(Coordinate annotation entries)
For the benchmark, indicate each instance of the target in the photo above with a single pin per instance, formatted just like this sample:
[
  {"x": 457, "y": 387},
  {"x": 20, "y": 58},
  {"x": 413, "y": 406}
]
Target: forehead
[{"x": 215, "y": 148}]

§ **What this task involves**: Reproduce every entry above word for word.

§ **The reply**:
For the benchmark, indicate each instance of the target in the photo above with a single pin per instance, formatted just like this sample:
[
  {"x": 457, "y": 387},
  {"x": 20, "y": 58},
  {"x": 413, "y": 406}
]
Target: forehead
[{"x": 215, "y": 148}]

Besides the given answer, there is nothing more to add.